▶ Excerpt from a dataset

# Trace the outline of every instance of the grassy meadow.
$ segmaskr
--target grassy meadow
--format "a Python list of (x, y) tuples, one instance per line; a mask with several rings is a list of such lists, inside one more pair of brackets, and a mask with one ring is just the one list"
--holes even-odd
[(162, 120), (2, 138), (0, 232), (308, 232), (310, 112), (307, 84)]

---

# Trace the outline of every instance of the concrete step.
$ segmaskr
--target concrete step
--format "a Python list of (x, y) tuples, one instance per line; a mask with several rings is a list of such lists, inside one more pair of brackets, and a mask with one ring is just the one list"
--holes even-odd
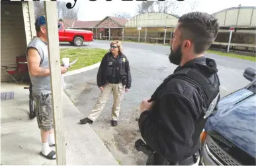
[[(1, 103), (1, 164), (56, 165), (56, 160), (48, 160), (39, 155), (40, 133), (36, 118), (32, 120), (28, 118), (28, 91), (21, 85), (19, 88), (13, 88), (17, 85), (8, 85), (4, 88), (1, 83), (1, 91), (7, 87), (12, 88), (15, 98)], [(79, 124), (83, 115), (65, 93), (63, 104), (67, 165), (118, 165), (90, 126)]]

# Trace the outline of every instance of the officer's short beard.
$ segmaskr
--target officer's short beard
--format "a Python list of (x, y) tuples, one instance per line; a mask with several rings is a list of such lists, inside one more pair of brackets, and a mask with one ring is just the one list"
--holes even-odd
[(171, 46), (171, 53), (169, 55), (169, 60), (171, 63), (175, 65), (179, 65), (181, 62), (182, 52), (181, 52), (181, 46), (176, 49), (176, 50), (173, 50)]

▶ What you need to do
Swap "grassy meadow" for "open pasture" in everything from the line containing "# Trace the outline of every instance of the grassy" down to the line containing "--target grassy meadow", leaving all else unchanged. Return only those lines.

▶ Solution to this problem
# Trace the outline of every instance of the open pasture.
$ segmaskr
--target open pasture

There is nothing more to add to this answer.